Records from a data source
>>
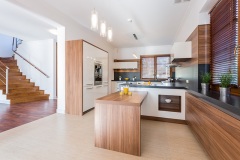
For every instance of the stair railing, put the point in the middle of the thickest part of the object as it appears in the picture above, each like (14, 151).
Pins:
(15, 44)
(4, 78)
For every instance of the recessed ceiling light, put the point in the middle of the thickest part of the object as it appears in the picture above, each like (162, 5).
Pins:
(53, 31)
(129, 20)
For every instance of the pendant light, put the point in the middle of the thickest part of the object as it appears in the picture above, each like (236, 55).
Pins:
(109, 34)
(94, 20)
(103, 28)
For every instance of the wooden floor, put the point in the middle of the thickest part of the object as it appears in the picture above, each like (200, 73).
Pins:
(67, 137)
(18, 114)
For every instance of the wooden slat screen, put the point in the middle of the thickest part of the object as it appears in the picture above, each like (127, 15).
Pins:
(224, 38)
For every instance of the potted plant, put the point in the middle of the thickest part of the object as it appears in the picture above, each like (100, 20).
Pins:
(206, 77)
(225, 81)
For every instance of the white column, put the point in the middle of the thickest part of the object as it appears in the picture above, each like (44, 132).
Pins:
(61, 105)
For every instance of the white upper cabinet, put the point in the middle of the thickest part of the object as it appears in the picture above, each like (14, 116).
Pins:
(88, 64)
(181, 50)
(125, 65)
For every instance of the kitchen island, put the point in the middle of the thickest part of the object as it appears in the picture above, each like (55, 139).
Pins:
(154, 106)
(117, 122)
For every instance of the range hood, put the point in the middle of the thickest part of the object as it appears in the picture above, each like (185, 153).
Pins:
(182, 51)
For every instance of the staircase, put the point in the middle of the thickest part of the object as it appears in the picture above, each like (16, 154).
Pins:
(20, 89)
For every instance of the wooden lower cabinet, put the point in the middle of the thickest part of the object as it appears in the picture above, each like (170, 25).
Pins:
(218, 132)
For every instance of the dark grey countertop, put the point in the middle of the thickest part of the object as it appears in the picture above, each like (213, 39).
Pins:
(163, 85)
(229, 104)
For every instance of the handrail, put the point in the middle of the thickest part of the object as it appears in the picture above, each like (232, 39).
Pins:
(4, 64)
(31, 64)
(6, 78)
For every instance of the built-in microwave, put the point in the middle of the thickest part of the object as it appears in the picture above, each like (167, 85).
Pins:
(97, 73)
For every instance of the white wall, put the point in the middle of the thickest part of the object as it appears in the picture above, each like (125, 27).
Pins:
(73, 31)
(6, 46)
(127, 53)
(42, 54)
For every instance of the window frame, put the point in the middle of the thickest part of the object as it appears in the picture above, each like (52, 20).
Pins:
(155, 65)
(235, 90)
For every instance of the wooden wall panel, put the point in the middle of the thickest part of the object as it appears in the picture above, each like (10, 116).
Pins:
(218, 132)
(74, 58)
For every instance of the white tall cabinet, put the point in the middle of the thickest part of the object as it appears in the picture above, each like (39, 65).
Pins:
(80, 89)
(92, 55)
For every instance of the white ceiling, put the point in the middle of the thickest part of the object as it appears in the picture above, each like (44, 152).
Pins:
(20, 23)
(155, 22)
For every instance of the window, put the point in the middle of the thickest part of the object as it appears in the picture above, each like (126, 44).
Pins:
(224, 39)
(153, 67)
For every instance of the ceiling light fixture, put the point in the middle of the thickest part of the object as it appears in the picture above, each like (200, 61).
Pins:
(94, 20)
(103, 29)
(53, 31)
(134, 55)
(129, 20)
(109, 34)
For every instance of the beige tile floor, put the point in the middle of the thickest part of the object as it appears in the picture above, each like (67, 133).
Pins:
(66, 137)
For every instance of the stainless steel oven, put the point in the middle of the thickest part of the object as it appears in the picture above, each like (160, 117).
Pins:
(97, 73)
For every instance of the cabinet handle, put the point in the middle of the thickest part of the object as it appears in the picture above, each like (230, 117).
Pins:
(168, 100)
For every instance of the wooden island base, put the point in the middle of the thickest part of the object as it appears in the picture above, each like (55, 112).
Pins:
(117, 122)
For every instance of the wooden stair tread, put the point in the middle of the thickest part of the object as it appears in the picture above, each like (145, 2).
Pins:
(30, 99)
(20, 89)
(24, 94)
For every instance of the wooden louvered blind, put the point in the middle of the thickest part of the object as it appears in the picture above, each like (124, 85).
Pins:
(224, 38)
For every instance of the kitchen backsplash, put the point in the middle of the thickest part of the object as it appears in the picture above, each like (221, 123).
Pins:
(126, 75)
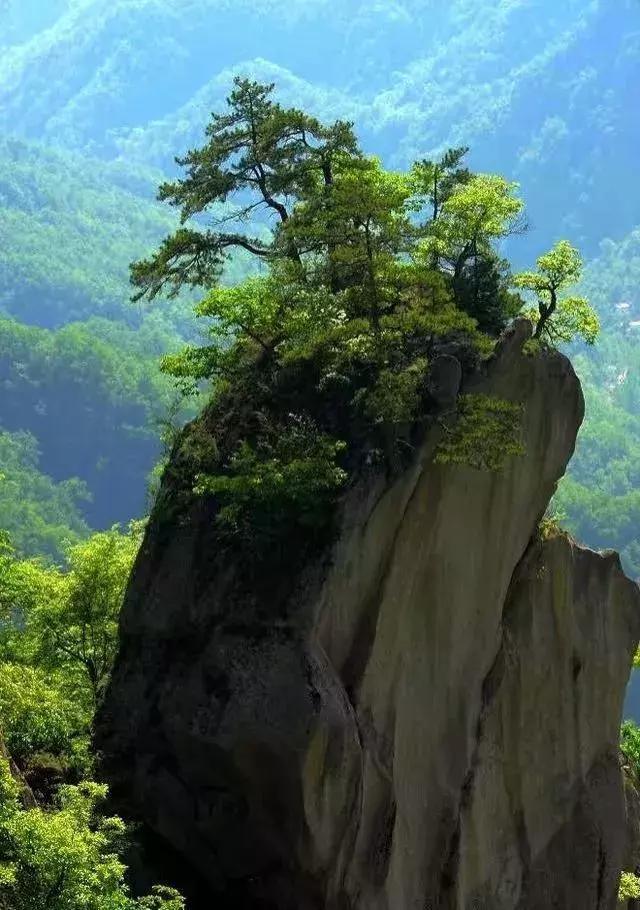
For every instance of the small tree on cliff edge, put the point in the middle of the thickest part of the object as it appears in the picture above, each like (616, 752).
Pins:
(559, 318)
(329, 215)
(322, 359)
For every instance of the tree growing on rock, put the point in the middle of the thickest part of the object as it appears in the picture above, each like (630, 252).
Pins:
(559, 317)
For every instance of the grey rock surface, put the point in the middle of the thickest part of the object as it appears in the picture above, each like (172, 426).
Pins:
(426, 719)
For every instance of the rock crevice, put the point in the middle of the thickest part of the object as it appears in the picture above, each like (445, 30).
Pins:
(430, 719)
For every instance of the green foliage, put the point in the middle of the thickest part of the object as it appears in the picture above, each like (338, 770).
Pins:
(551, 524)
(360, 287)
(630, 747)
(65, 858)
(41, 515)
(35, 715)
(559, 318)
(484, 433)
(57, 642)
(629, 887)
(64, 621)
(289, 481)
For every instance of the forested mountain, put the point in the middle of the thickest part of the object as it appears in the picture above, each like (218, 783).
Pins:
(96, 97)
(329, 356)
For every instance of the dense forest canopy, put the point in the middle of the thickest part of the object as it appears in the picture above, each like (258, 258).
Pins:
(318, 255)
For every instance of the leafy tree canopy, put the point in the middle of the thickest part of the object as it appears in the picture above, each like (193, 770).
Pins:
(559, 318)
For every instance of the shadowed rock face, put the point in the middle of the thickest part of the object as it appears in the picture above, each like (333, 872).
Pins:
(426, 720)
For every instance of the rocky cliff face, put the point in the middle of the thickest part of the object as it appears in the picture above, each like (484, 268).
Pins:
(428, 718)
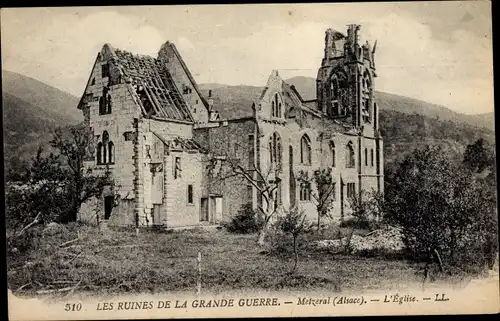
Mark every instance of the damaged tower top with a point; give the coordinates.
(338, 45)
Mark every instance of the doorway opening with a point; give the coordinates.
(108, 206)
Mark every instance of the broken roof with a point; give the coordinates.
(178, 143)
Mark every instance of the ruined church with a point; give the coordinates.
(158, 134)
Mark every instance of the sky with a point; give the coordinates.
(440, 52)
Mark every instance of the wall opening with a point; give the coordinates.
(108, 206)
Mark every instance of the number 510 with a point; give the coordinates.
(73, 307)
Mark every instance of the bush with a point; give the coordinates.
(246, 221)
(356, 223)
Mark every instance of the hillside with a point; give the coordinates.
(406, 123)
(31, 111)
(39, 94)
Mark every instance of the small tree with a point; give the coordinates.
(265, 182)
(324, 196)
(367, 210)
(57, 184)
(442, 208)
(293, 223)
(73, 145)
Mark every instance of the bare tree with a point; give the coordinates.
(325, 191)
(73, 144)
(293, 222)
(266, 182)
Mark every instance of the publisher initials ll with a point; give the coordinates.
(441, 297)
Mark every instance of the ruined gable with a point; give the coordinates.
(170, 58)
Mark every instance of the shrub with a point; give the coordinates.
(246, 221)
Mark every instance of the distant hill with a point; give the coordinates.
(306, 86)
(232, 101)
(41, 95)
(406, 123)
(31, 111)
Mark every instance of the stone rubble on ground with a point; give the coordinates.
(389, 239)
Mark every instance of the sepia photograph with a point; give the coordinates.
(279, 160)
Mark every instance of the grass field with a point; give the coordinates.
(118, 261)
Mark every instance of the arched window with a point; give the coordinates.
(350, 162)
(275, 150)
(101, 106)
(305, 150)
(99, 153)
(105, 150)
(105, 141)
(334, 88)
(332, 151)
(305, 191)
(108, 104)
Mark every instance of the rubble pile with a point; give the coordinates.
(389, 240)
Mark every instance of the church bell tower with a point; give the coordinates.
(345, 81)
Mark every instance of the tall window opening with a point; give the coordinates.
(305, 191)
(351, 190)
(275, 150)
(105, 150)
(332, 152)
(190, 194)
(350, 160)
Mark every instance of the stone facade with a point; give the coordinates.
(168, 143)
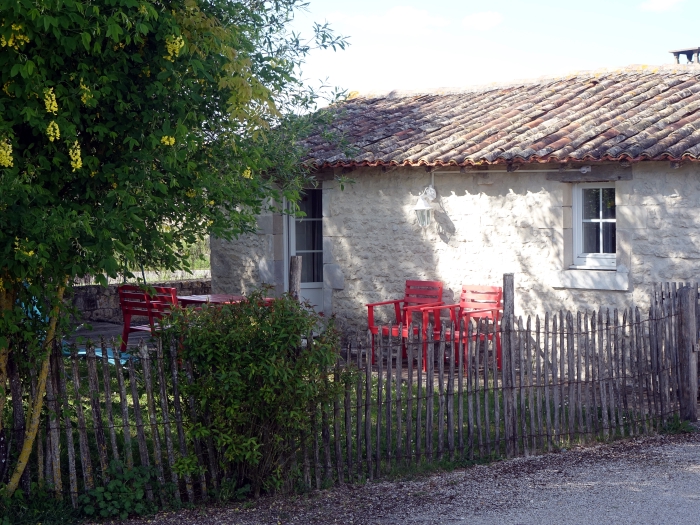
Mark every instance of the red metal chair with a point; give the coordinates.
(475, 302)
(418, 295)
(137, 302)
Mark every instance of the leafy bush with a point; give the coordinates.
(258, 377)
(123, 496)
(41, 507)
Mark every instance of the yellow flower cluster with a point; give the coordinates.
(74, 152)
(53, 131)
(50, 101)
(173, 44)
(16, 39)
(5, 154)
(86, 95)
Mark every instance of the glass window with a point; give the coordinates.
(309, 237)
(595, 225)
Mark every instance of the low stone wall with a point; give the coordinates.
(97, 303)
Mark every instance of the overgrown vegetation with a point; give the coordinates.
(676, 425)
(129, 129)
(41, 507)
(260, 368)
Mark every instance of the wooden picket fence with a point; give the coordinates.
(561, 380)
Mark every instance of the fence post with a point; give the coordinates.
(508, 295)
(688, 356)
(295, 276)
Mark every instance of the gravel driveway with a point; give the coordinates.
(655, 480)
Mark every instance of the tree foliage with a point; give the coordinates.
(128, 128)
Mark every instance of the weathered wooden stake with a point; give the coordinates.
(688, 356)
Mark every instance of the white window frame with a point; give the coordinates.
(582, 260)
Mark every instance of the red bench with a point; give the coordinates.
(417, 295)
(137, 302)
<<
>>
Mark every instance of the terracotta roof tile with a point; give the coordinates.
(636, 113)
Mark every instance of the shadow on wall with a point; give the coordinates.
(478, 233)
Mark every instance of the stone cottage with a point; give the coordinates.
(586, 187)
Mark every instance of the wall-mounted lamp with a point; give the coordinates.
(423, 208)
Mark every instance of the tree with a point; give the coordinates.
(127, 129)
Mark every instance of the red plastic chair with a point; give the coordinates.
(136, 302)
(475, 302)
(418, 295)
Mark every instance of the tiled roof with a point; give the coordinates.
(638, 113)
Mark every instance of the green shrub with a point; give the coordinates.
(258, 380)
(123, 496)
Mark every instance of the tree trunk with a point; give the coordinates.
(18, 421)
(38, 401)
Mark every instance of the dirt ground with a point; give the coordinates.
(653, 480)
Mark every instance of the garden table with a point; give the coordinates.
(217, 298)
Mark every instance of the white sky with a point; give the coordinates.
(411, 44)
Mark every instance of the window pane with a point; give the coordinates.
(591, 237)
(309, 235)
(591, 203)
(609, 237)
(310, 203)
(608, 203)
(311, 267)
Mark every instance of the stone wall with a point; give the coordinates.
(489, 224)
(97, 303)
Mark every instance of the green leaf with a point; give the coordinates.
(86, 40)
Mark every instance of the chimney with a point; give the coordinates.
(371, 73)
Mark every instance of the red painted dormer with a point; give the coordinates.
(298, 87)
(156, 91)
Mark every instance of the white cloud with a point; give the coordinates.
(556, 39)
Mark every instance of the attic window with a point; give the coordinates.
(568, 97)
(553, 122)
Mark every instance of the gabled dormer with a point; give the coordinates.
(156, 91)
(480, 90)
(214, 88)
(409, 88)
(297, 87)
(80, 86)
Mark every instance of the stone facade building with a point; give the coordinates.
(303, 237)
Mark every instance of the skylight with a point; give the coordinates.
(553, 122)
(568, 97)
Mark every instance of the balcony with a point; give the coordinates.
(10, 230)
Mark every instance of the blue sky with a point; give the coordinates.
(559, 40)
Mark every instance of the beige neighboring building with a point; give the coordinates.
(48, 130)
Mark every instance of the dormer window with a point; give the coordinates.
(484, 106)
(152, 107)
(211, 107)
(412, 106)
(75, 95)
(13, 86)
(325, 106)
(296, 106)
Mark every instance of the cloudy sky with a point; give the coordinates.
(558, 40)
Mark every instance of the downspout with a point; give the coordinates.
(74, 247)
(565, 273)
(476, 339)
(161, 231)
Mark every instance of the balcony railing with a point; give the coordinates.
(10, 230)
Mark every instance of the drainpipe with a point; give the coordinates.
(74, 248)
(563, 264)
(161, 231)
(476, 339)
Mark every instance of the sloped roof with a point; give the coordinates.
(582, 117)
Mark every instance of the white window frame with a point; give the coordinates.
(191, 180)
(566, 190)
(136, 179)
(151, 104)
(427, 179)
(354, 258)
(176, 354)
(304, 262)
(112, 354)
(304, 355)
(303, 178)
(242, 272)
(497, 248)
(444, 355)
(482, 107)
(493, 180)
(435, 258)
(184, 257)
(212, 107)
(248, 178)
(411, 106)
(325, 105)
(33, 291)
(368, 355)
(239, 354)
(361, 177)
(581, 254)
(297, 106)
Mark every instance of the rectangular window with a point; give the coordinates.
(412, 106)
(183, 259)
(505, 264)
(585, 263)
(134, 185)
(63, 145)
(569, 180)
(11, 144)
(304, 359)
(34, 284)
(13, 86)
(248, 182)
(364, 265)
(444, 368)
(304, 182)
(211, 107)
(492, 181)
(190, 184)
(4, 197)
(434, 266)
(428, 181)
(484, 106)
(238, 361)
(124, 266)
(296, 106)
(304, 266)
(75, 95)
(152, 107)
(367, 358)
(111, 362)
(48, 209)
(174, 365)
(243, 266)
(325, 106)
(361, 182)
<<
>>
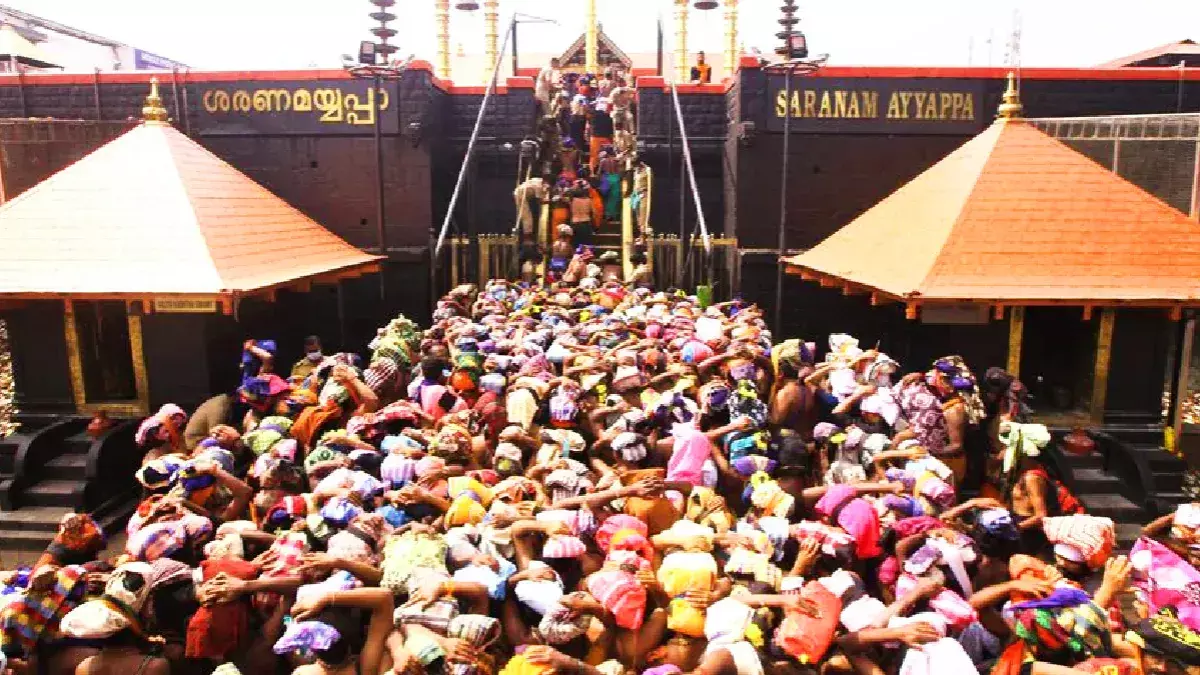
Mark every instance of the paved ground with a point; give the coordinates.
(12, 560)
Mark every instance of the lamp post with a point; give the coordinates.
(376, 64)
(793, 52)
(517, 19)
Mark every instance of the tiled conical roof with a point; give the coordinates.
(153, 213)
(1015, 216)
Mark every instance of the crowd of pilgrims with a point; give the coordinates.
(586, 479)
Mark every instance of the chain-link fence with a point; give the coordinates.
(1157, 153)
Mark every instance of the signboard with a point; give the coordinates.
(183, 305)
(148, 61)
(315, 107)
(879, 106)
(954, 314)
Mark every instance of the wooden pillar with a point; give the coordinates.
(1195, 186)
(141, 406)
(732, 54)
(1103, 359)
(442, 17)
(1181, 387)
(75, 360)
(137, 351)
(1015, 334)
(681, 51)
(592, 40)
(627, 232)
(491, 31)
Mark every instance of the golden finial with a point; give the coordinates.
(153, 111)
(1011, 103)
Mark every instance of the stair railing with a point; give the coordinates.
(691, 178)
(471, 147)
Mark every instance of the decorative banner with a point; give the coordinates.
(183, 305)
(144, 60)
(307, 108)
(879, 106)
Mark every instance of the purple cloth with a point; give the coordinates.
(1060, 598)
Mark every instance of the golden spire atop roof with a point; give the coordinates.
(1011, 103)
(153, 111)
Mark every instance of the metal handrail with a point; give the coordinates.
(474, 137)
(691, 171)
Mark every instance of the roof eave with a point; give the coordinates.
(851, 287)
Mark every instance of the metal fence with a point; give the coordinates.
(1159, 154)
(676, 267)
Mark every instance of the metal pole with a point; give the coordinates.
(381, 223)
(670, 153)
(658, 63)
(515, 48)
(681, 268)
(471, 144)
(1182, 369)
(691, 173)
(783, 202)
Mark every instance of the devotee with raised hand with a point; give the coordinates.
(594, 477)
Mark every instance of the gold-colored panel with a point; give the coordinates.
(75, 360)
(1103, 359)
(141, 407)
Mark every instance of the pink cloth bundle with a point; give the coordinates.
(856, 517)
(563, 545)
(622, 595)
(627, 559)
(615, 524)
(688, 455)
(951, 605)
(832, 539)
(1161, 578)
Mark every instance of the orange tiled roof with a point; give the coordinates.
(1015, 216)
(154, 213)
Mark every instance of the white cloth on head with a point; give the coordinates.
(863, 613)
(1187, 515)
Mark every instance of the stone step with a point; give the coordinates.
<<
> _What the exercise asks_:
Please return all lines from the records that hold the word "canopy".

> _Written solution_:
For every instance of the dense forest canopy, put the point in the middle of the thickest part of the object as it appears in the picture above, each like (258, 258).
For every instance of the leafy tree canopy, put the point in the middle of the thickest part of the object as it appears in the picture above, each like (193, 770).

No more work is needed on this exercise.